= Short problem A =
Retype the passage of the statistics notes below, starting at "minimum usual value" and ending at "on the sample.".
= Short problem B =
Pull out every line of the records below that contains the string "train". Case counts.

= Source document =
Unit 1 Describing Data

2.4 Measures of Variation

Range, Variance, Standard Deviation

In this course you will encounter 2 different uses of the Greek letter sigma.

Upper case sigma \( \begin{equation} \sum=\end{equation}\) sum

Lower case sigma \(\begin{equation} \sigma= \end{equation}\) standard deviation

Range:
Difference between the minimum and maximum values in the data x max - x min

VERY sensitive to extreme values. Can increase dramatically with the inclusion of one or more outliers.

Standard Deviation:
A measure of variation of all values from the mean.

sample standard deviation is a statistic

\( \begin{equation} s=\sqrt{\frac{\sum(x-\bar{x})^{2}}{(n-1)}} \end{equation}\)

\(\begin{equation} s=\sqrt{\frac{\left(n \sum x^{2}-\left(\sum x\right)^{2}\right)}{n(n-1)}} \end{equation}\)

population standard deviation is a parameter

\(\begin{equation} \sigma=\sqrt{\frac{\sum(x-\mu)^{2}}{N}} \end{equation}\)

Variance:
A measure of the variation equal to the square of the standard deviation.

The sample variance, \(s^2\), is an unbiased estimator of the population variance, \(\sigma^2\).

Range Rule Of Thumb:

  minimum usual value = \(\begin{equation} \mu-2 \sigma \end{equation}\)

  maximum usual value = \(\begin{equation} \mu+2 \sigma \end{equation}\)

Note: if a sample is NOT REPRESENTATIVE of the population, you can’t tell much about the population center or variation based on the sample.


Calculating Standard Deviation

  1. Calculate the standard deviation and variance of the following data set using the formulas. Check your answer with technology.

    Data Set: 3   5   6   7   9  

    \(\begin{equation} \bar{x}_{A}=6 \quad n_{A}=5 \quad s_{A}=2.24 \end{equation}\)

    \(s_{A}=\sqrt{\frac{\sum(x-\overline{x})^{2}}{n-1}}=\sqrt{\frac{(3-6)^{2}+(5-6)^{2}+(6-6)^{2}+(7-6)^{2}+(9-6)^{2}}{5-1}}=\sqrt{\frac{9+1+0+1+9}{4}}=\sqrt{\frac{20}{4}}=\sqrt{5} \approx 2.24\)

  2. Suppose that Samira records the ages of customers at the Snack Bar on a college campus from 12-2pm tomorrow, while Mary records the ages of customers at the McDonald’s near the highway at the same time. Who will have the larger SD of their ages – Samira or Mary? Explain why.

    Mary will have the larger standard deviation because there is more likely to be a greater variation of ages for the customers at the McDonalds on the highway compared to the ages of the customers at the college snack bar.

= Available data =

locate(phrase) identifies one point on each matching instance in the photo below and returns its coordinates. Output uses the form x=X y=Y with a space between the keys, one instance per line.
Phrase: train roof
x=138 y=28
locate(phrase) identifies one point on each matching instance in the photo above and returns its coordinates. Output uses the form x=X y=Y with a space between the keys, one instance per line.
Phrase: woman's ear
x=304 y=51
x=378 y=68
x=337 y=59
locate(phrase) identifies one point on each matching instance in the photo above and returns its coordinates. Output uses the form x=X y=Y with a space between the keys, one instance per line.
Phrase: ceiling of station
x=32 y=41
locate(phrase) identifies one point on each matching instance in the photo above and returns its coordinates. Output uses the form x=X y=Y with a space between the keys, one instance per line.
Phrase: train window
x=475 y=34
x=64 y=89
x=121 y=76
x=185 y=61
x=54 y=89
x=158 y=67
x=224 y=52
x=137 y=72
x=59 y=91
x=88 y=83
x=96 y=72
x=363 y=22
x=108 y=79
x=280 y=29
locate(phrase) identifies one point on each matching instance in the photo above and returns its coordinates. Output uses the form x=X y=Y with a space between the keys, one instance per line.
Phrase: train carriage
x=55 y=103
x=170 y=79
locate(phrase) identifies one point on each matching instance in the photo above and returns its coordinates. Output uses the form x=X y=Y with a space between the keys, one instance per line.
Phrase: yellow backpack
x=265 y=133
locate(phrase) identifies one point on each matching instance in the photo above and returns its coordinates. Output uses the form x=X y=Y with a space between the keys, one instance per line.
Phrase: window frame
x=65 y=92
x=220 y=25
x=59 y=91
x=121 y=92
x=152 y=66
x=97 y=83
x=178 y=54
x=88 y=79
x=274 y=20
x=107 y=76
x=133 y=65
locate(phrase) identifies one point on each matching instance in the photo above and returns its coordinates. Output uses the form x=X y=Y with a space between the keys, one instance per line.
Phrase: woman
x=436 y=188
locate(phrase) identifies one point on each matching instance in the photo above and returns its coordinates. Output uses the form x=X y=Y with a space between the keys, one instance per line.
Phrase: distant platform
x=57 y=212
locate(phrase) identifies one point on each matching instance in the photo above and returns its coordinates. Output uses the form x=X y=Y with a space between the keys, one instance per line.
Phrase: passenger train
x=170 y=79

= Complete answer A =
minimum usual value = \(\begin{equation} \mu-2 \sigma \end{equation}\)

  maximum usual value = \(\begin{equation} \mu+2 \sigma \end{equation}\)

Note: if a sample is NOT REPRESENTATIVE of the population, you can’t tell much about the population center or variation based on the sample.

= Complete answer B =
Phrase: train roof
Phrase: train window
Phrase: train carriage
Phrase: passenger train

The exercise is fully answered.